Instructions to follow
According to the text block on rhino and ivory poaching, how many rhinos were poached in South Africa last year?

Text block
Content starts

At the meeting of the Convention on International Trade in Endangered Species (Cites) in Bangkok, leading states including Britain will be putting pressure on the two Asian countries to curb their domestic demand for illegal rhino horn and ivory, which is driving the illegal killing of Africa’s biggest “big beasts” to unprecedented new levels.
Last year a record 668 rhinos were poached in South Africa alone – nearly 50 per cent up from the 448 animals lost to poachers in 2011, and the mere 13 in 2007 – while global seizures of illegal ivory, at 34 tonnes, were 50 per cent higher than the previous record of 23 tonnes set in 2011.
At roughly one tonne of tusks to 10 elephants, this is well over 300 animals wiped out, but the true figure across Africa, especially in Central Africa where forest elephant populations are now being threatened with extinction, is thought to be very much higher.
The elephant slaughter is being driven by demand for carved ivory products from the burgeoning Chinese middle class, and the rhino killings by an explosive appetite for rhino horn by practitioners of traditional Asian medicine in Vietnam.
The latter is based on an urban myth of a Vietnamese politician (whom no one can name) alleged to have had his cancer cured by ingesting powdered rhino horn. Although the story is baseless, it has driven the black market price of rhino horn to $65,000 per kilo (£43,000), which is greater than the price of gold, and sparked the poaching frenzy.

Content ends

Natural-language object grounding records
Content starts

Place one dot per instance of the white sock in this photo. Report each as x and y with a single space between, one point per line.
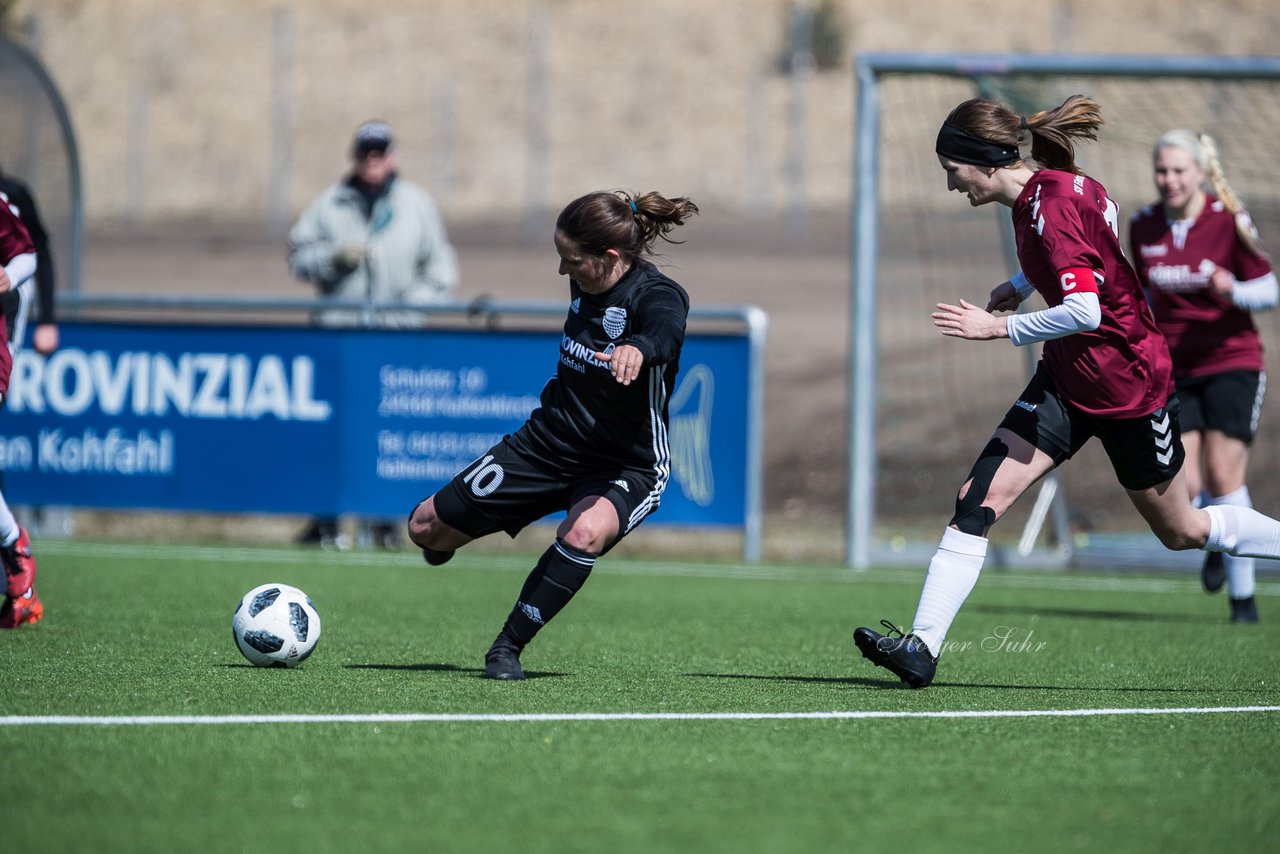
1242 531
1239 570
8 524
952 572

Content ends

Reply
668 rhinos.